◆ Input:
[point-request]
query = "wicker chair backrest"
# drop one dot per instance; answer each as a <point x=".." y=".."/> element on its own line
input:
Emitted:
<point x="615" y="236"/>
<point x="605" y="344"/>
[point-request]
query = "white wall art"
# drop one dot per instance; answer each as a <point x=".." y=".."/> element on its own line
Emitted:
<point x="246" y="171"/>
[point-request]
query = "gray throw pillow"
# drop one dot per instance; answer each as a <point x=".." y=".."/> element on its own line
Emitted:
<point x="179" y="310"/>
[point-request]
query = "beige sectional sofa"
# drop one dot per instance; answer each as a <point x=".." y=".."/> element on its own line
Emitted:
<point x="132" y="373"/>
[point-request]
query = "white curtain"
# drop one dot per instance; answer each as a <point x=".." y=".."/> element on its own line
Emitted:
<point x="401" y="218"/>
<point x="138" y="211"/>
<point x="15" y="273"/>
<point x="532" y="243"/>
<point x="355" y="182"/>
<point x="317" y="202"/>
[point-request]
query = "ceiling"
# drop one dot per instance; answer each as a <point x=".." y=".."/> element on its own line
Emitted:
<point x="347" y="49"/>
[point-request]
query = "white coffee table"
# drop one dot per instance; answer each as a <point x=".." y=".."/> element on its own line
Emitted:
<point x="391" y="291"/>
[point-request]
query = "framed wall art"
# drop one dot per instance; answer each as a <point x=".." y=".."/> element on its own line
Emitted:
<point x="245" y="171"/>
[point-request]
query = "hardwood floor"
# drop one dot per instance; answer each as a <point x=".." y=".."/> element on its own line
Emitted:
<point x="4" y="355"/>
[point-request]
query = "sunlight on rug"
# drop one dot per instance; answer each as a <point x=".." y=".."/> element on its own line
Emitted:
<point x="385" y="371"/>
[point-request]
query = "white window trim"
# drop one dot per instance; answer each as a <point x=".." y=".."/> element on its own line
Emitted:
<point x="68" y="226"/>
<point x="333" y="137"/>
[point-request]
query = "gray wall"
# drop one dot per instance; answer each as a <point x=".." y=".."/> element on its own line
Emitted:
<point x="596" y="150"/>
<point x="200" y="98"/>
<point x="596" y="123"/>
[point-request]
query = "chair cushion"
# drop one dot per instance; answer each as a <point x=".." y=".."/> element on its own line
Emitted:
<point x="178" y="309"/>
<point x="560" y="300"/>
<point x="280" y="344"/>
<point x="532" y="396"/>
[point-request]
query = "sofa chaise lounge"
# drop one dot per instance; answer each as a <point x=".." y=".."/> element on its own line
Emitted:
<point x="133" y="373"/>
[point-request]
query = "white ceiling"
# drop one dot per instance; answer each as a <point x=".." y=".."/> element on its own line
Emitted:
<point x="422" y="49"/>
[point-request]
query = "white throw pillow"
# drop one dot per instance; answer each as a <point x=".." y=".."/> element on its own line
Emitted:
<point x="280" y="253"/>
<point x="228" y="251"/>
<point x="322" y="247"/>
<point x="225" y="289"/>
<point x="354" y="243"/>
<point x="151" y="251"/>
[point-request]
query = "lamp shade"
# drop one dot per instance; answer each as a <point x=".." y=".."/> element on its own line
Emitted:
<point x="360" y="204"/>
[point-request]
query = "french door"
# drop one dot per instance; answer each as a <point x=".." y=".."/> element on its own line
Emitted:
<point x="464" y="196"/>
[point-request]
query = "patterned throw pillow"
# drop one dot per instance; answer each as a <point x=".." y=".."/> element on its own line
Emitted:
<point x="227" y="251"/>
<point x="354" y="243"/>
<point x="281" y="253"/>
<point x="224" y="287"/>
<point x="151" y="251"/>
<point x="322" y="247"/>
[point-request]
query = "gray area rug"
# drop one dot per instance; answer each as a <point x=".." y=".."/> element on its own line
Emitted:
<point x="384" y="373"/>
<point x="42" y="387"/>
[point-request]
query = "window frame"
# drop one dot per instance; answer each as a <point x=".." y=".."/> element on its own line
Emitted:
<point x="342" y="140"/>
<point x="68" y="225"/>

◆ Required work:
Every line of the data above should be reproduced word for word.

◆ Solution for this problem:
[point-request]
query = "wicker chair backrest"
# drop one dot per instance; answer each as a <point x=".." y=".."/> element on its own line
input:
Emitted:
<point x="615" y="236"/>
<point x="605" y="344"/>
[point-request]
query = "white wall art"
# drop one dot per instance; answer each as a <point x=".." y=".."/> element on its own line
Emitted:
<point x="246" y="171"/>
[point-request]
query = "gray throw pillow"
# drop one dot per instance; answer each as a <point x=".." y=".."/> element on its own line
Emitted:
<point x="179" y="310"/>
[point-request]
query = "beige sectional sofa"
# drop one dot per instance; answer each as a <point x=".." y=".."/> element on its own line
Emitted:
<point x="132" y="373"/>
[point-request]
query = "white curtain"
# drop one dot per instance; answer each as a <point x=".." y=".."/> element on its own line
Emitted:
<point x="401" y="218"/>
<point x="138" y="211"/>
<point x="15" y="273"/>
<point x="532" y="243"/>
<point x="355" y="182"/>
<point x="317" y="202"/>
[point-request]
query = "ceiling"
# drop one dot per instance; answer each as a <point x=".." y=".."/> element on its own line
Emitted:
<point x="347" y="49"/>
[point-request]
query = "white coffee table"
# drop one dot per instance; answer each as a <point x=".." y=".."/> element on its own line
Emitted:
<point x="391" y="291"/>
[point-request]
query = "framed wall art"
# drop one dot per instance; answer each as a <point x=".." y=".."/> element on its own line
Emitted:
<point x="245" y="171"/>
[point-request]
query = "hardwood floor"
# drop one dot per instance; answer each as a <point x=".." y=".."/> element on its own line
Emitted:
<point x="4" y="355"/>
[point-request]
query = "sunlight on rug"
# drop one dot per instance; answer each as a <point x=".." y=".."/> element on its own line
Emitted:
<point x="385" y="371"/>
[point-request]
query = "white window trim"
# drop one dot per instance; answer each as a <point x=".." y=".."/> element on its own line
Emitted:
<point x="68" y="226"/>
<point x="333" y="137"/>
[point-request]
query = "gray wall"
# drop one dot per instance; answer each as a <point x=".." y=".."/> element on its own line
Emitted:
<point x="596" y="150"/>
<point x="200" y="98"/>
<point x="596" y="123"/>
[point-request]
query = "chair cushion"
# drop one dot per instance; answer each as a <point x=".." y=".."/> element on its own line
Emitted:
<point x="178" y="309"/>
<point x="560" y="300"/>
<point x="280" y="344"/>
<point x="532" y="396"/>
[point-request]
query = "sofa chaise lounge"
# drop one dot per instance; answer each as a <point x=".." y=".."/> element on its own line
Emitted:
<point x="133" y="373"/>
[point-request]
query = "white ceiling"
# drop one dot per instance; answer each as a <point x=".." y=".."/> element on its own line
Emitted:
<point x="422" y="49"/>
[point-request]
query = "white throw pillow"
# drop one dot per instance; answer each as a <point x=".." y=".."/> element on its own line
Emitted:
<point x="280" y="253"/>
<point x="228" y="251"/>
<point x="322" y="247"/>
<point x="225" y="289"/>
<point x="354" y="243"/>
<point x="151" y="251"/>
[point-request]
query = "lamp shade"
# drop one dot per instance; answer each as a <point x=".." y=".."/> element on its own line
Emitted:
<point x="360" y="204"/>
[point-request]
query = "french door"
# drop one dot per instance; answer each as a <point x=".." y=".."/> element on its own line
Emitted:
<point x="464" y="196"/>
[point-request]
query = "patterned throw pillow"
# drop one dot per instance; answer each as a <point x=".." y=".."/> element on its own line
Emitted:
<point x="227" y="251"/>
<point x="354" y="243"/>
<point x="281" y="253"/>
<point x="224" y="287"/>
<point x="151" y="251"/>
<point x="322" y="247"/>
[point-request]
query = "gray area rug"
# drop one dot per instance; answer each as a <point x=".." y=".."/> element on its own line
Emitted:
<point x="384" y="373"/>
<point x="42" y="387"/>
[point-request]
query = "window frame"
# drop one dot per instance; answer each as a <point x=".." y=".."/> element on its own line
Emitted:
<point x="342" y="140"/>
<point x="68" y="225"/>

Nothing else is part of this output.